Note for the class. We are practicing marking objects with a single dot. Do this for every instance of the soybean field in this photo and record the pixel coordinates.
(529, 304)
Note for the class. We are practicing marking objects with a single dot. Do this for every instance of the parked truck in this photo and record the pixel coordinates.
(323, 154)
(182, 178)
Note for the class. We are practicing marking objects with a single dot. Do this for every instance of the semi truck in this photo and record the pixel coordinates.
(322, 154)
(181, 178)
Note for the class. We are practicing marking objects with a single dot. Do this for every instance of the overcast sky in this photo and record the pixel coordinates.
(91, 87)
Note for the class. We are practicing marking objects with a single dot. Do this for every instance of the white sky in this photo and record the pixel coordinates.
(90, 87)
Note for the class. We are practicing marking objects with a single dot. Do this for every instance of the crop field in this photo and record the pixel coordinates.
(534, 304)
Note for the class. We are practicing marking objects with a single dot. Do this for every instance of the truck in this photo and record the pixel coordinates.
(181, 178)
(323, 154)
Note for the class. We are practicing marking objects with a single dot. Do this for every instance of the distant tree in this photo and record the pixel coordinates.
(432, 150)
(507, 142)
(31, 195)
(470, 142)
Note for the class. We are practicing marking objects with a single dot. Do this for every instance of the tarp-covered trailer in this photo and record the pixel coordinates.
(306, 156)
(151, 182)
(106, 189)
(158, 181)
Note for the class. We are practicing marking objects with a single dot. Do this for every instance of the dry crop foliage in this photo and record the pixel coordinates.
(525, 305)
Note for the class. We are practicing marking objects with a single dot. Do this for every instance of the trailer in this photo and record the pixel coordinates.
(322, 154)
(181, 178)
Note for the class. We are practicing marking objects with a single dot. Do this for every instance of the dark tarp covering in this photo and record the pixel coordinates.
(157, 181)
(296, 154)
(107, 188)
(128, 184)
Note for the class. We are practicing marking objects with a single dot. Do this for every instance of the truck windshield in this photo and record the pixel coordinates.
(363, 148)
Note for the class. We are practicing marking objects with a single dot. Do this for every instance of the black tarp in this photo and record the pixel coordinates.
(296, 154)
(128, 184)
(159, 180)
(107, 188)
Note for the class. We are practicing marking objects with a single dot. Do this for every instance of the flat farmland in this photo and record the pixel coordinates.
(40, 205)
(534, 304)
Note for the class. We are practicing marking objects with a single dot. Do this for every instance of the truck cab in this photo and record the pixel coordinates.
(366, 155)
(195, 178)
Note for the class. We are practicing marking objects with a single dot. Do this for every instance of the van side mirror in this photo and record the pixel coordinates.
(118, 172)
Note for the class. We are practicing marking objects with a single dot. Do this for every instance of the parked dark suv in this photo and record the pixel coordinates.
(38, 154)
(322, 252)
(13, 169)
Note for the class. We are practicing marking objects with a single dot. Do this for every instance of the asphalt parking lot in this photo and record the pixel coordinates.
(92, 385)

------------------------------------------------------------

Convert all the items above into a Markdown table with two columns, Row and Line. Number each line in the Row column and omit blank lines.

The response –
| Row | Line |
|---|---|
| 1 | Note for the class. We are practicing marking objects with a single dot. Do this for every instance of the soybean field in this photo and record the pixel coordinates. |
| 2 | (529, 304) |
| 3 | Note for the class. We are practicing marking objects with a single dot. Do this for every instance of the parked truck in this photo and record the pixel coordinates. |
| 4 | (323, 154) |
| 5 | (182, 178) |
| 6 | Note for the class. We are practicing marking objects with a single dot. Do this for every instance of the semi truck in this photo and record the pixel coordinates. |
| 7 | (322, 154) |
| 8 | (181, 178) |
| 9 | Note for the class. We are practicing marking objects with a single dot. Do this for every instance of the overcast sky in this photo and record the pixel coordinates. |
| 10 | (91, 87) |
| 11 | Note for the class. We are practicing marking objects with a single dot. Do this for every instance of the white sky in this photo and record the pixel coordinates. |
| 12 | (90, 87) |
| 13 | Note for the class. We are practicing marking objects with a single dot. Do this for every instance of the crop field in this photo and record the pixel coordinates. |
| 14 | (534, 304) |
| 15 | Note for the class. We are practicing marking objects with a single dot. Do this for every instance of the truck in this photo and record the pixel coordinates. |
| 16 | (181, 178) |
| 17 | (323, 154) |
| 18 | Note for the class. We are practicing marking objects with a single dot. Do this for every instance of the distant tree in this photo and record the pixel coordinates. |
| 19 | (432, 150) |
| 20 | (507, 142) |
| 21 | (31, 195) |
| 22 | (470, 142) |
| 23 | Note for the class. We are practicing marking objects with a single dot. Do this for every instance of the tarp-covered trailer in this photo and record the pixel coordinates. |
| 24 | (306, 156) |
| 25 | (151, 182) |
| 26 | (106, 189) |
| 27 | (158, 181) |
| 28 | Note for the class. We are practicing marking objects with a single dot. Do this for every instance of the dry crop foliage in this photo and record the pixel coordinates. |
| 29 | (525, 305) |
| 30 | Note for the class. We are practicing marking objects with a single dot. Do this for every instance of the trailer in this photo and record the pixel coordinates. |
| 31 | (322, 154) |
| 32 | (181, 178) |
| 33 | Note for the class. We are practicing marking objects with a single dot. Do this for every instance of the dark tarp covering in this photo and record the pixel coordinates. |
| 34 | (157, 181) |
| 35 | (296, 154) |
| 36 | (107, 188) |
| 37 | (128, 184) |
| 38 | Note for the class. We are practicing marking objects with a single dot. Do this for every instance of the truck windshield in this photo and record the pixel coordinates. |
| 39 | (363, 148) |
| 40 | Note for the class. We are practicing marking objects with a single dot. Do this for every instance of the black tarp in this photo and record the pixel coordinates. |
| 41 | (296, 154) |
| 42 | (128, 184) |
| 43 | (159, 180) |
| 44 | (107, 188) |
| 45 | Note for the class. We are practicing marking objects with a single dot. Do this for every instance of the flat farmland in this photo and record the pixel coordinates. |
| 46 | (40, 205) |
| 47 | (534, 304) |
| 48 | Note for the class. We are practicing marking objects with a single dot. Do this for every instance of the truck cab in this photo and record the pixel coordinates. |
| 49 | (366, 155) |
| 50 | (195, 178) |
| 51 | Note for the class. We are practicing marking objects with a single dot. Do this for every instance of the van side mirror in this photo and record the pixel coordinates. |
| 52 | (118, 172) |
| 53 | Note for the class. We are practicing marking objects with a single dot. Do this for every instance of the parked dark suv in this photo and record the pixel coordinates. |
| 54 | (38, 154) |
| 55 | (322, 252) |
| 56 | (13, 169) |
| 57 | Note for the class. We are practicing marking objects with a single dot. Do this for every instance of the asphalt parking lot in this photo and record the pixel coordinates. |
| 58 | (92, 385) |